OT: 512KDay - dalsi strasak Y2K?

Jaroslav Lukesh lukesh na seznam.cz
Středa Srpen 13 21:10:21 CEST 2014


http://www.theregister.co.uk/2014/08/13/512k_invited_us_out_to_play/


512KDay: Why the internet is BROKEN (Next time, big biz, listen to your 
network admin)
We failed the internet's management challenge
By Trevor Pott, 13 Aug 2014
Yesterday, 12 August, 2014, the internet hit an arbitrary limit of more than 
512K routes. This 512K route limit is something we have known about for some 
time.
The fix for Cisco devices – and possibly others – is fairly straightforward. 
Internet service providers and businesses around the world chose not to 
address this issue in advance, as a result causing major outages around the 
world.
As part of the outage, punters experienced patchy – or even no – internet 
connectivity and lost access to all sorts of cloud-based services. The 
LastPass outage is being blamed by many on 512KDay, though official 
confirmation of this is still pending. I have been tracking reports of 
inability to access cloud services such as Office365 through to more 
localised phenomena from around the world, many of which look very much like 
they are 512KDay related.
As an example of the latter, while I don't yet have official confirmation 
yet from Canadian ISP Shaw, all indications are that the "mystery routing 
sickness" which affected its network (and which continues at time of 
publishing) could be related to the "512KDay" issue.

▶ **Point localization data**
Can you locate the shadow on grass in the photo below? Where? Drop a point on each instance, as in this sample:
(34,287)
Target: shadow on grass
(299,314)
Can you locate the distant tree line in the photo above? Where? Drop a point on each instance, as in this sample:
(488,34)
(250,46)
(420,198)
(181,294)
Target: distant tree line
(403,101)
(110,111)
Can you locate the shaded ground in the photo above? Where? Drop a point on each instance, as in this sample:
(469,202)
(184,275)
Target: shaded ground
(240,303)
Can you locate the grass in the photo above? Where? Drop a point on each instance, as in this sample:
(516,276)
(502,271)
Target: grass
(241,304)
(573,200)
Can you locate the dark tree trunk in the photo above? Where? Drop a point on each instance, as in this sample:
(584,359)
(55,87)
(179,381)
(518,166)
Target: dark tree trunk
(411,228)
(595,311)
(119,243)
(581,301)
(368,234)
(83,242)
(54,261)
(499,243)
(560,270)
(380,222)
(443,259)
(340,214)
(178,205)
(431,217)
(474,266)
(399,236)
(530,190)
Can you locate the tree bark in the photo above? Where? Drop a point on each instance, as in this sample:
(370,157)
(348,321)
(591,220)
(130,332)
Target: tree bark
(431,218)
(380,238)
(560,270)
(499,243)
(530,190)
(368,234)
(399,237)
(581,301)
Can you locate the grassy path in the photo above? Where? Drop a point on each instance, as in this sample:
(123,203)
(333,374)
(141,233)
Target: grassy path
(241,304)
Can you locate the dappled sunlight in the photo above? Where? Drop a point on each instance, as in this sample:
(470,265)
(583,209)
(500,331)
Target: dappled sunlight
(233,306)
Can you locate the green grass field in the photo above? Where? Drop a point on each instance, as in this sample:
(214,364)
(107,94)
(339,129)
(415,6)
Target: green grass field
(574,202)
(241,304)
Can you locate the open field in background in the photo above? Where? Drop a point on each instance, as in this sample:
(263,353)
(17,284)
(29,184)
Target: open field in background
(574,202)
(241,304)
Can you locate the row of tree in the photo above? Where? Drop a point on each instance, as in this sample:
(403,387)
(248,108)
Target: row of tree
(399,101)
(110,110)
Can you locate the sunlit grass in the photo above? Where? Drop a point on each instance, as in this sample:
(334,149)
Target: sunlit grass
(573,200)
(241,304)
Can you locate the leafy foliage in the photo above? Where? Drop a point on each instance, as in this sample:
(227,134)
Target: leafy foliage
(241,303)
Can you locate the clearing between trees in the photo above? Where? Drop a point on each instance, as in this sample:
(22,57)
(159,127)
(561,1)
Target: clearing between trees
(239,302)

▶ **Brief 1**
According to the 512KDay article, why did major internet outages occur around the world? Answer in one to three sentences.
▶ **Brief 2**
Swap "network admin" for "systems administrator" and write out the 512KDay post from "Jaroslav Lukesh lukesh" up to and including "network admin)".
▶ **Brief 3**
Carry on the article about 512KDay, starting right after its last sentence.

▶ **Your response 1**
Internet service providers and businesses around the world chose not to fix the known 512K route limit in advance. When the internet passed 512K routes on 12 August 2014, this caused major outages around the world.

▶ **Your response 2**
Jaroslav Lukesh lukesh na seznam.cz
Středa Srpen 13 21:10:21 CEST 2014


http://www.theregister.co.uk/2014/08/13/512k_invited_us_out_to_play/


512KDay: Why the internet is BROKEN (Next time, big biz, listen to your 
systems administrator)

▶ **Your response 3**
It looks like the issues I experienced with Shaw are likely down to routers 
within Shaw hitting the 512K limit. These routers hit the magic number and 
then were unable to route individual protocols (such as RDP, for example, 
although we cannot confirm this is so in Shaw's case) to the Deep Packet 
Inspection (DPI) systems that the ISP uses to create a "slow lane" enhance 
our internet experience*.
As the fix for these issues can range from "applying a patch or config 
change and rebooting a core piece of critical network infrastructure" to 
"buy a new widget, the demand for which has just hit peak" there is every 
chance that 512KDay issues will continue for a few days (or even weeks) yet 
to come.
Others around the world have seen issues as well. Consider the issues 
reported by Jeff Bearer of Avere Systems who says "my firewall started 
noting packet loss between it and its upstream router. It wasn't that bad 
until employees started showing up for work, but then it jumped up quite a 
bit. We don't have any real evidence, but I did go back and forth with the 
ISP several times. It looks like it probably was [the 512KDay event] that 
caused this."
Awareness
Bearer asks a critical question: "Why wasn't this in the press, like Y2K or 
IPv4?".
Perhaps this is the ghost of Y2K. Globally, we handled the very real issues 
posed by computers being unable to comprehend the passing of the millennium 
so well that the average punter didn't notice the few systems that didn't 
get updated. IPv4 has been a highly publicised apocalypse that has dragged 
on for over a decade and the internet has yet to collapse.
512KDay is simply "yet another arbitrary limit issue" that has been for 
years filed away alongside the famous Y2K, IPv4 or 2038 problems. If you're 
interested in some of the others, Wikipedia has a brief overview of these 
"time formatting and storage bugs" that explains the big ones, but doesn't 
have a listing for all the known ones.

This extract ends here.